═══ Líneas mostradas

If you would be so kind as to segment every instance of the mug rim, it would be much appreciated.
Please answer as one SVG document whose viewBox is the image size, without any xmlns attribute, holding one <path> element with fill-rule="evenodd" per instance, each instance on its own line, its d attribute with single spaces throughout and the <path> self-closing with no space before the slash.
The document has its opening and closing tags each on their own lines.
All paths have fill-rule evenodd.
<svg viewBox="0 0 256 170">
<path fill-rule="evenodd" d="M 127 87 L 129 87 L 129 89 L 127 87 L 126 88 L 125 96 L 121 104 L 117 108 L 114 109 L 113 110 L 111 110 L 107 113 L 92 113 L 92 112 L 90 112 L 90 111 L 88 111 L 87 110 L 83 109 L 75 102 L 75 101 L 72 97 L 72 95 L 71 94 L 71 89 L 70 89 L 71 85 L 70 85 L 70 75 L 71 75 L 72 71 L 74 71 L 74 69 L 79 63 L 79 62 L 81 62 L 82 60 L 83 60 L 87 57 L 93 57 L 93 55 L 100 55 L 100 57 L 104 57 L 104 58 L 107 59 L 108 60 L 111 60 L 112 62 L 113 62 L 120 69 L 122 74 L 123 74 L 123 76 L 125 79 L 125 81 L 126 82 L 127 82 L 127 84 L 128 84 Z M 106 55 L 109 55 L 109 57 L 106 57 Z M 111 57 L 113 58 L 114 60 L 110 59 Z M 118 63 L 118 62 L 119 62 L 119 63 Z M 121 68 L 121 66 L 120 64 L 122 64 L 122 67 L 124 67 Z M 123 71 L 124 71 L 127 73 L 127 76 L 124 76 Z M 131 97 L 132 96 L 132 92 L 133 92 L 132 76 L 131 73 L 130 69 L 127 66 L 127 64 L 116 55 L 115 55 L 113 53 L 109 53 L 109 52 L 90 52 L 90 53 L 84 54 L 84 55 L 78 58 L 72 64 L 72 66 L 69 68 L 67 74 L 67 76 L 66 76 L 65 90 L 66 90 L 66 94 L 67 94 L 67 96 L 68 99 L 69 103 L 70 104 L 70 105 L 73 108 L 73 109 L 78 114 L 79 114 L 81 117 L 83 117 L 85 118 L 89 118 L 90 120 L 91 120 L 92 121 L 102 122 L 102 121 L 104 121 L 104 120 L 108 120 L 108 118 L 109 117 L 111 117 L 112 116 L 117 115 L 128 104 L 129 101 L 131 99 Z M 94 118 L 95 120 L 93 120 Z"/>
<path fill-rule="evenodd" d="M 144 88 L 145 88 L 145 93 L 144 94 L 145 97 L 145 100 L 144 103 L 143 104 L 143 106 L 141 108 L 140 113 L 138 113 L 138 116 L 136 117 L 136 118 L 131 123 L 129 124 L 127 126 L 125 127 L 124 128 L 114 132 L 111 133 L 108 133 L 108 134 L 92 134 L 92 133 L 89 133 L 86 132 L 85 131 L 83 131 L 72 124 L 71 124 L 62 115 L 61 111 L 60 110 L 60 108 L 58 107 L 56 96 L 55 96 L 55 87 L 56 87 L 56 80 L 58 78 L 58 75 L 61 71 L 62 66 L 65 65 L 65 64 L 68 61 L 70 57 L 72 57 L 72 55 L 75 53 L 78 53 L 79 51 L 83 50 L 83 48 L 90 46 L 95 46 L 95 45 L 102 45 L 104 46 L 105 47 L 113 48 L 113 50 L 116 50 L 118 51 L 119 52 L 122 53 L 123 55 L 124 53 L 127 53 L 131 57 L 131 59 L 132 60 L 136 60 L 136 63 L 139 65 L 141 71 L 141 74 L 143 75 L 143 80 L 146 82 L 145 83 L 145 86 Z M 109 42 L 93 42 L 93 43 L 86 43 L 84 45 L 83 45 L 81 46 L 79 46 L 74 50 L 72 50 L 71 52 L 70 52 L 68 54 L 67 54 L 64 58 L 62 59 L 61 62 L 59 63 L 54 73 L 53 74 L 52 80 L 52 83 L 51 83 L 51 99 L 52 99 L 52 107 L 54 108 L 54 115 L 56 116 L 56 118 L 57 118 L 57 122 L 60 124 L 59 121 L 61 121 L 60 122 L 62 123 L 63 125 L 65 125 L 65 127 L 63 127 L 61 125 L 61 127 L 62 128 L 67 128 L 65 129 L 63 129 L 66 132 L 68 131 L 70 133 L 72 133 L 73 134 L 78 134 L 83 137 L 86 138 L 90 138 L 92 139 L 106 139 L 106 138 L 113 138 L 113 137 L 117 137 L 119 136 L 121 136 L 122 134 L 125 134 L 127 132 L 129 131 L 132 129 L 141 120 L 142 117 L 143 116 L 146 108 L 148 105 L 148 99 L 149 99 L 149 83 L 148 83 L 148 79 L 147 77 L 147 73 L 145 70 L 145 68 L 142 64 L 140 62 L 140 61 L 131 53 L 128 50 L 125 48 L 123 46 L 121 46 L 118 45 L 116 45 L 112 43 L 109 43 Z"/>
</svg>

══════

§ **Ejercicio planteado**
Extrae sin cambios todas las líneas, desde la primera hasta la que contiene "The document has", ambas incluidas.

§ **Respuesta al ejercicio**
If you would be so kind as to segment every instance of the mug rim, it would be much appreciated.
Please answer as one SVG document whose viewBox is the image size, without any xmlns attribute, holding one <path> element with fill-rule="evenodd" per instance, each instance on its own line, its d attribute with single spaces throughout and the <path> self-closing with no space before the slash.
The document has its opening and closing tags each on their own lines.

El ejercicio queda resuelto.